YOUR GOAL: Give again, word for word, every line in the entries below from the line with "Where can you see the dark" up to and including the line with "Where can you see the illuminated", and no other line.

[Point-per-instance localization data]
____

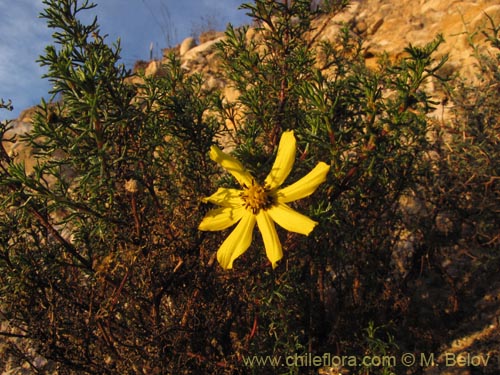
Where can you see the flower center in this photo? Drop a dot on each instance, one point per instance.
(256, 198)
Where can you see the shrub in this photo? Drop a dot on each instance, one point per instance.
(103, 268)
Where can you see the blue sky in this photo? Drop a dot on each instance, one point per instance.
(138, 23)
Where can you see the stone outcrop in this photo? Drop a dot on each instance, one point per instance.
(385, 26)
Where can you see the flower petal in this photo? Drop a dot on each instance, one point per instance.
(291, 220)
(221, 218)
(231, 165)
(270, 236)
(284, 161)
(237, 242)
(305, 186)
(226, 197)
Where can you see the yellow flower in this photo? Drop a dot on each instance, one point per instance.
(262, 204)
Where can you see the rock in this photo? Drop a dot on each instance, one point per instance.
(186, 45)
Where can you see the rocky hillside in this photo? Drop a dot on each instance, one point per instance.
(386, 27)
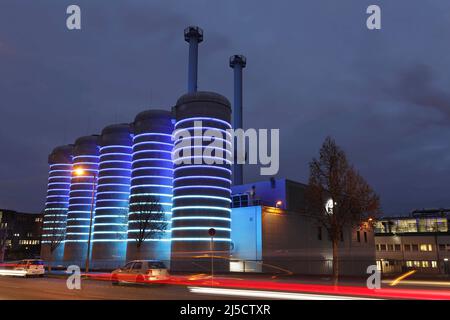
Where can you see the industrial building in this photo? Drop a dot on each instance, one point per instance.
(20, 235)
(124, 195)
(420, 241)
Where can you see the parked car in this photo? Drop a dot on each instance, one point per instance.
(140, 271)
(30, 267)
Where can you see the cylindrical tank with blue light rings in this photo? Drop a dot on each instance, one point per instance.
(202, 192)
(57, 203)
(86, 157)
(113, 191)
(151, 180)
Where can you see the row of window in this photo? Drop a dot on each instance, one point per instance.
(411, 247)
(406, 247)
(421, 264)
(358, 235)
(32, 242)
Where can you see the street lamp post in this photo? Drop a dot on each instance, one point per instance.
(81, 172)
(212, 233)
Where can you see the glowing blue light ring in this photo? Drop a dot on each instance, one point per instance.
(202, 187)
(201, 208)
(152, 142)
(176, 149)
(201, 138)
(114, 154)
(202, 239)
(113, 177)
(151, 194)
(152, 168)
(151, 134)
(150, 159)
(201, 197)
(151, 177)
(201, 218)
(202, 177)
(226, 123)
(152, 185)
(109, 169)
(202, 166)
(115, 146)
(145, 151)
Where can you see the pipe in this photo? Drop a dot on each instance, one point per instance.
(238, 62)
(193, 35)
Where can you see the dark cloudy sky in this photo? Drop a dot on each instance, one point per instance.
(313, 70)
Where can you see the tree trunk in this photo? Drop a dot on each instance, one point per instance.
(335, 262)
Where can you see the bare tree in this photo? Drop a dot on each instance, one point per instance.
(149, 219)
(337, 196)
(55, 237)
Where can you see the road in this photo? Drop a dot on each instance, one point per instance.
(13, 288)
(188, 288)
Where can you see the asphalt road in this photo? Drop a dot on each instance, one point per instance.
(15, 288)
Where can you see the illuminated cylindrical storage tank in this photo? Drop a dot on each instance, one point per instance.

____

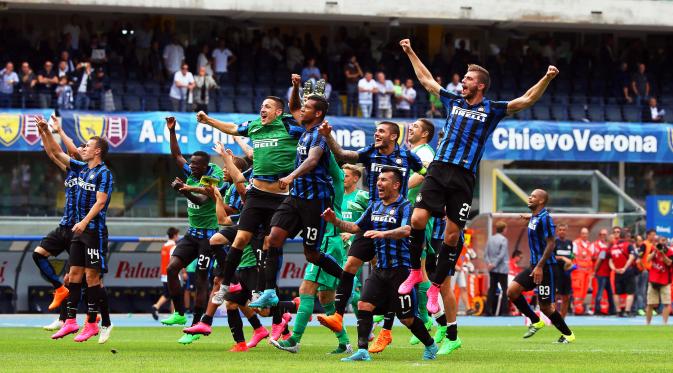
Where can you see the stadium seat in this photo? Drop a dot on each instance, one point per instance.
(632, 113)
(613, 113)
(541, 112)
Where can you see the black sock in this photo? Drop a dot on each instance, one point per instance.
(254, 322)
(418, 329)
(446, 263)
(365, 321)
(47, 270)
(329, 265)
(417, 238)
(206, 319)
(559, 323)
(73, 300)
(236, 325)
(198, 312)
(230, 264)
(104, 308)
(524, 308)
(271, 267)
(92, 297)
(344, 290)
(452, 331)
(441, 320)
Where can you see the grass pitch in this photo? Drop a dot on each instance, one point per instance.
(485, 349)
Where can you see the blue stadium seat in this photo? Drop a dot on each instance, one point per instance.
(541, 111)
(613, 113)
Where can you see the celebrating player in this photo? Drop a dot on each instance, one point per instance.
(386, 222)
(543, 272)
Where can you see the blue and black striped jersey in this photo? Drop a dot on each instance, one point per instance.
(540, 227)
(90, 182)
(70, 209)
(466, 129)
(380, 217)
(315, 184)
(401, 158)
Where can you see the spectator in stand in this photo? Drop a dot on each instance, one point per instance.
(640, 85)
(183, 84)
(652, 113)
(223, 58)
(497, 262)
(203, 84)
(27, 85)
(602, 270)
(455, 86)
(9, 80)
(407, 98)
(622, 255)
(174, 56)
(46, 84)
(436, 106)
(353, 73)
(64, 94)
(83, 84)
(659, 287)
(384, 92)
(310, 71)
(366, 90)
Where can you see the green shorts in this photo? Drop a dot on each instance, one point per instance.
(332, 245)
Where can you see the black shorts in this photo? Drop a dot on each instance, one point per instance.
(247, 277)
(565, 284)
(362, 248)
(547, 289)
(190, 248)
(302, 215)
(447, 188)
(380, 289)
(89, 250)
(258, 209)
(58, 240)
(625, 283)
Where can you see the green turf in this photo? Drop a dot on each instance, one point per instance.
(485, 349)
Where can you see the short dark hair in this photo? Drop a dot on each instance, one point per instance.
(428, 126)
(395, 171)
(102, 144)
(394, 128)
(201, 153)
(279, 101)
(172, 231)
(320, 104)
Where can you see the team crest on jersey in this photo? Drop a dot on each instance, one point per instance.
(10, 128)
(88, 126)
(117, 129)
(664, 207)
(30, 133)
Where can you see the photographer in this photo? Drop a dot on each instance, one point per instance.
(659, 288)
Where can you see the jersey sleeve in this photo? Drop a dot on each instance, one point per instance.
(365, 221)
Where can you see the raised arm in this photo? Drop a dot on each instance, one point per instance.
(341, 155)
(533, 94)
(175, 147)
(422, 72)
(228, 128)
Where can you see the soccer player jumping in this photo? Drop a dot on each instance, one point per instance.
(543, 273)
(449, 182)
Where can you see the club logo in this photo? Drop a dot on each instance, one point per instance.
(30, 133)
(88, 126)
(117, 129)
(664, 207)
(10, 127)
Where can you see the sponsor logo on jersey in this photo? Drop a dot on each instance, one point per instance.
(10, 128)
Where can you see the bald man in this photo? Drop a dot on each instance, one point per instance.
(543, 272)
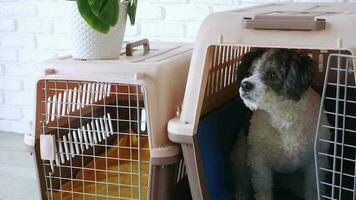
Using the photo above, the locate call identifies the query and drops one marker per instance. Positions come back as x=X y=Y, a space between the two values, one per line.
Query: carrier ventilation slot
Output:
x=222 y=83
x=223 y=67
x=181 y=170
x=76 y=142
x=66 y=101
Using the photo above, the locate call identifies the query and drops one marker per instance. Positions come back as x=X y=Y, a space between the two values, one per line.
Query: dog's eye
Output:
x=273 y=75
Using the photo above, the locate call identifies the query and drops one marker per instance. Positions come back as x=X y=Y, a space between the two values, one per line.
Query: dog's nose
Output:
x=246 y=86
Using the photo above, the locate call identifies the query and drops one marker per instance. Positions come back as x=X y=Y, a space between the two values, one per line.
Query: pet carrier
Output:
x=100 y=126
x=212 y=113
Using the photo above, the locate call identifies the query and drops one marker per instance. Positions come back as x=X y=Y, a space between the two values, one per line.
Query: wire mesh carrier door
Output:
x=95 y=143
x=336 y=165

____

EXERCISE SOLUTION:
Where can you see the dark cloudy sky in this photo? Drop a dot on each instance, one point per instance.
(313, 70)
Where can you see the tree trunk in this photo? Drop a dot on each instance, one point per instance.
(335, 262)
Where can you see the bare tree in this photo? Drop a dot on each instance, one point per instance.
(149, 219)
(337, 196)
(55, 237)
Where can you see the road in this photo? Drop a dot on each instance, one point per instance.
(13, 288)
(188, 288)
Where can you see the asphalt road in this photo? Drop a dot on each instance, one point per instance.
(15, 288)
Where can you see the illuminated cylindrical storage tank in this photo? Drop a dot on each instance, one point per instance.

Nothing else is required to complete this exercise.